**Set task 1**:
In the Spark notebook, which table does the listing show in the default namespace?
**Set task 2**:
Put the lines of the records, from the line containing "doorway, placing a dot on each." through the end of the records, into a JSON list of strings, one string per line, with both ends included and blank lines left out.

**Reading passage**:

In [None]:
from poor_man_lakehouse.config import settings
from poor_man_lakehouse.spark_connector.builder import retrieve_current_spark_session

spark = retrieve_current_spark_session()

In [2]:
spark.sql("SHOW CATALOGS").show()
spark.sql(f"show schemas in {settings.CATALOG}").show()
spark.sql("show schemas in spark_catalog").show()
spark.sql(f"SHOW  tables in {settings.CATALOG}.default").show()

+-------------+
|      catalog|
+-------------+
|     postgres|
|spark_catalog|
+-------------+

+----------+
| namespace|
+----------+
|   default|
|pg_catalog|
+----------+

+---------+
|namespace|
+---------+
|  default|
+---------+

+---------+---------+-----------+
|namespace|tableName|isTemporary|
+---------+---------+-----------+
|  default|    prova|      false|
+---------+---------+-----------+



In [None]:
from datetime import UTC, datetime

import polars as pl
from pyspark.sql import DataFrame

data = pl.DataFrame(
    {
        "datetime": [
            datetime(2023, 1, 1, 12, 0, tzinfo=UTC),
            datetime(2023, 1, 2, 12, 0, tzinfo=UTC),
            datetime(2023, 1, 3, 12, 0, tzinfo=UTC),
        ],
        "symbol": ["AAPL", "GOOGL", "MSFT"],
        "bid": [150.0, 2800.0, 300.0],
        "ask": [151.0, 2805.0, 305.0],
        "details": [
            {"created_by": "user1"},
            {"created_by": "user2"},
            {"created_by": None},
        ],
    },
)

(Location labeling records)
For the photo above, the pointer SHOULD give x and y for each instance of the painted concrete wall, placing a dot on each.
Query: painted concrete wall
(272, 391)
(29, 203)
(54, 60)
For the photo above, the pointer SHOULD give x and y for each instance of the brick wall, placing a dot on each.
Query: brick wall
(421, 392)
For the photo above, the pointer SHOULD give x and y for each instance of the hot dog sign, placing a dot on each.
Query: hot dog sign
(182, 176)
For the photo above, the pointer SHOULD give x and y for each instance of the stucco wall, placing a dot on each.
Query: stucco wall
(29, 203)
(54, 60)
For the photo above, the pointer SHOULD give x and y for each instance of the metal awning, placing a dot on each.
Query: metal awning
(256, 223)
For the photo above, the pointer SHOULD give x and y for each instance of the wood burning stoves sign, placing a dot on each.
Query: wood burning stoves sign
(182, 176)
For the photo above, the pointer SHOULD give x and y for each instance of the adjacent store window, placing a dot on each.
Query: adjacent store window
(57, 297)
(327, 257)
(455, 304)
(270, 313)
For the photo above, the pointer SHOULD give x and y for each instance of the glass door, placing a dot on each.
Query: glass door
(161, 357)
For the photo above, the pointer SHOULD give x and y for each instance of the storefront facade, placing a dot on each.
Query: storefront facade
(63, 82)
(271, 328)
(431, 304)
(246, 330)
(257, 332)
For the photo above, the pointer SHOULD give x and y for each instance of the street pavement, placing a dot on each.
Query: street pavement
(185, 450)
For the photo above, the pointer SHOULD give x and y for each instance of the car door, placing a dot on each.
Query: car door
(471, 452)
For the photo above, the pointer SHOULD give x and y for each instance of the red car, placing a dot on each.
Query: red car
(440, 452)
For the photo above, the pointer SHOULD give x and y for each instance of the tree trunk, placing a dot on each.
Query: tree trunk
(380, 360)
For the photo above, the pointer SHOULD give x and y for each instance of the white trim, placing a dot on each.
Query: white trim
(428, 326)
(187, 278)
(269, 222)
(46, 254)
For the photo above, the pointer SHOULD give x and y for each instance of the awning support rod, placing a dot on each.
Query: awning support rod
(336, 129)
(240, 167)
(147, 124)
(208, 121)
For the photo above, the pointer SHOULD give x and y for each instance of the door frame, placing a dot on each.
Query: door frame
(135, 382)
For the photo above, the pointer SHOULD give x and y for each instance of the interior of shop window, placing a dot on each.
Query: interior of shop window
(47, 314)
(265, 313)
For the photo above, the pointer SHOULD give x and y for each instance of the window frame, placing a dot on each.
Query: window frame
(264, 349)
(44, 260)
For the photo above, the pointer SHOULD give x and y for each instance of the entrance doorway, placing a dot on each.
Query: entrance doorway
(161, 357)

**Written response 1**:
prova

**Written response 2**:
[
  "For the photo above, the pointer SHOULD give x and y for each instance of the entrance doorway, placing a dot on each.",
  "Query: entrance doorway",
  "(161, 357)"
]